READING TEXT:

Local leaders hope to see mixed incomes and housing in Belmont. Council member Ritchie Torres represents the neighborhood, and he said he doesn’t take issue with luxury student development cropping up. Torres said he would prefer that more development in the area would be tailored to long-term residents and working professionals, like the Bronx’s many healthcare workers.  

“The key to deconcentrating poverty is to have a mix of incomes living in the neighborhood,” said Torres, “It’s a noble pursuit.”

Torres said the new buildings going up have not displaced any residents so far, but he will be on the lookout for it.

For Frank Franz, Treasurer for the Belmont Business Improvement District, he sees students as an important part of the Bronx community, even if they only live there for a short while.

Franz has lived in the area all his life. He said he wants to build up the quality of the neighborhood through new housing developments not just going to students, but to the Bronx’s teachers, police officers and medical professionals.

“You can’t get people of better means living here in crappy housing,” said Franz. “The neighborhood needs to be economically diversified.”

Of the people living in Belmont, the neighborhood has historically been a delicate balance of Italian heritage, college town, and recent immigrants who are trying to make a life in New York City. The NYU Furman Center put the neighborhood in 2015 at 29.7 percent foreign born, 61.4 percent Hispanic, 29.7 percent black, and 4.5 percent white. The district also has the highest unemployment rate in New York City with 44 percent of residents living below the Federal Poverty Line.

For Fordham students, living off-campus is a respite from on-campus housing prices and rules. Room and board for an on-campus student costs $17,445 for this school year (up from last year’s $16,845). Brendan Batcheller is a senior at the Gabelli School of Business and a Public Accounting major. He said living off-campus is markedly less expensive than living within Fordham’s gates.

The cost of a year’s rent for us is less than 9 months worth of living in a dorm.” Batcheller said in an email, “There is definitely a greater sense of independence living off campus–having to deal with a landlord, paying utilities, fixing things as they come up, etc. provides a more realistic living situation then calling an RA or Facilities whenever you have a problem.”

Despite recent developments and increased renovations of properties to rent to students, Fordham University maintains that less students are moving off-campus. By looking at the difference between housing deposits and number of students, Fordham University spokesman Bob Howe said around 500 to 1,000 student leave Fordham housing to live in the Belmont area.

Fordham students rent apartments across a variety of housing types in the local neighborhood, few of which could be described as luxury housing,” said Howe in an email.

For many Fordham students, the influx of the luxury apartment units means higher off-campus rents for students. AB Capstone’s Joseph Zanzuri said many landlords to students had thanked him for coming into the area, as it has allowed them to raise the price of rents.

When he first moved off-campus, Brendan Batcheller said he was glad to get out of the Fordham bubble. His apartment building is shared by both students and local Bronx residents.

“I do understand that if there is a market for [luxury apartments], nothing should intrude on a developer for building them and leasing them to Fordham students,” said Batcheller, “What I do not necessarily appreciate are buildings, such as those new ones on Arthur Ave., that specifically sell to Fordham students.”

For Sanchez, the development in Belmont should involve the community boards so they can work on housing that balances both the population of students in the area with young professionals that work in the Bronx and are the future of the borough.

“The students are a huge boon to the economy but in the same way so is the community that has been here for years.” Sanchez said, “I think having them coexist is a lot better than trying to separate university from the community. We should be intermingling.”

TASKS FOR THIS EXERCISE:
1. For each statement below, decide whether the Belmont housing text agrees with it. Answer yes or no, and quote the exact words that settle it. (a) On-campus room and board costs more this school year than it did last year. (b) Torres said the new buildings have already displaced some residents. (c) Batcheller's apartment building is occupied only by students.
2. List every person named in the Belmont housing text.

EXERCISE DATA:
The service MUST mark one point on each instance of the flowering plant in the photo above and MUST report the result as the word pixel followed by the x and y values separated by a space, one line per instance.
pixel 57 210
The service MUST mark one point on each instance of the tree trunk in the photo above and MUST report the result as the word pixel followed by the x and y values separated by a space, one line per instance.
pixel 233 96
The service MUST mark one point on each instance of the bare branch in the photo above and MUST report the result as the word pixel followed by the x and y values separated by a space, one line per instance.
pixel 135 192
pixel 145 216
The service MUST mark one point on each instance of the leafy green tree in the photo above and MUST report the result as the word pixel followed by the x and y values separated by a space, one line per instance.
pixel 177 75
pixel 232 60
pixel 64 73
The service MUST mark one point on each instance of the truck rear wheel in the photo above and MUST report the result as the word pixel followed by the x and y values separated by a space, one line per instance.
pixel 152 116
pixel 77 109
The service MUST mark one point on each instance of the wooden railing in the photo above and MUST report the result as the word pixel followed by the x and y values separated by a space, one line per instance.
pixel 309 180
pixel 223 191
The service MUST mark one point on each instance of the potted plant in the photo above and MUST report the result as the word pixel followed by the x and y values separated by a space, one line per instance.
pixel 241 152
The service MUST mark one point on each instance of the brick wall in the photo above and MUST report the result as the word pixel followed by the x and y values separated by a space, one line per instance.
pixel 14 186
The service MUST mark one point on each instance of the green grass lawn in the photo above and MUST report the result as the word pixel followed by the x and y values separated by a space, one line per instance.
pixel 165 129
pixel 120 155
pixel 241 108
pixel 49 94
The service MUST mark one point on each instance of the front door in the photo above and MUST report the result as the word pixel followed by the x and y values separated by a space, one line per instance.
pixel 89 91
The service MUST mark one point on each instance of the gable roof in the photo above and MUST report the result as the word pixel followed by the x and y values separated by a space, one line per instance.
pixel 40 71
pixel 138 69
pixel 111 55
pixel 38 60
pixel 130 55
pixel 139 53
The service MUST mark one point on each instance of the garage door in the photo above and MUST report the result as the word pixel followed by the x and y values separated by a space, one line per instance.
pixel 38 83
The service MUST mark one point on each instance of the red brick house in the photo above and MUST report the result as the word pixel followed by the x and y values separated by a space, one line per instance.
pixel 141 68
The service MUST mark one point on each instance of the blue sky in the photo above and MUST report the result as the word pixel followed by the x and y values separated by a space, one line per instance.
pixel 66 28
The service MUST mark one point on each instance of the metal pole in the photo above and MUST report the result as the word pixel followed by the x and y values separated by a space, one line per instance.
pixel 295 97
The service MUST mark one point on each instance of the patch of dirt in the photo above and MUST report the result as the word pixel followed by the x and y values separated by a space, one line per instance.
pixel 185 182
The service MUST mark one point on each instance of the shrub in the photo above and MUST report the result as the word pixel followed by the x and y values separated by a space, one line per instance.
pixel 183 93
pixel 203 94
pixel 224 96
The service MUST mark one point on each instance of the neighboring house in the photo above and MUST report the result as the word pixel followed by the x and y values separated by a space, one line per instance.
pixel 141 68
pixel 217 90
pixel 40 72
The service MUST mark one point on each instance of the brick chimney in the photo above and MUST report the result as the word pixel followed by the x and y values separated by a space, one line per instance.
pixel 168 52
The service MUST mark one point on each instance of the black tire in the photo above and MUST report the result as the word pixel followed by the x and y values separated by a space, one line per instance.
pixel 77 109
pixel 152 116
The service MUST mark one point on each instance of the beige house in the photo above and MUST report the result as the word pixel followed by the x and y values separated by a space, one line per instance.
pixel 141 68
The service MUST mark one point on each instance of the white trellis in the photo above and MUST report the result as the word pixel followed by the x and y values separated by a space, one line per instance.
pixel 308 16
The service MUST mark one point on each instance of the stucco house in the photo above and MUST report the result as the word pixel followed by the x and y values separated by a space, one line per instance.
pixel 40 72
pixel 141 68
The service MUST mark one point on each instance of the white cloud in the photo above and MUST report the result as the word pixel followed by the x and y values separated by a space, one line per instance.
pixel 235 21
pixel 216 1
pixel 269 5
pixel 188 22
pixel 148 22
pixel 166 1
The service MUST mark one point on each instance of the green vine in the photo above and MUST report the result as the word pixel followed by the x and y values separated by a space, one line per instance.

EXPECTED RESPONSES:
1.
(a) Yes: "Room and board for an on-campus student costs $17,445 for this school year (up from last year’s $16,845)."
(b) No: "Torres said the new buildings going up have not displaced any residents so far"
(c) No: "His apartment building is shared by both students and local Bronx residents."

2.
Ritchie Torres
Frank Franz
Brendan Batcheller
Bob Howe
Joseph Zanzuri
Sanchez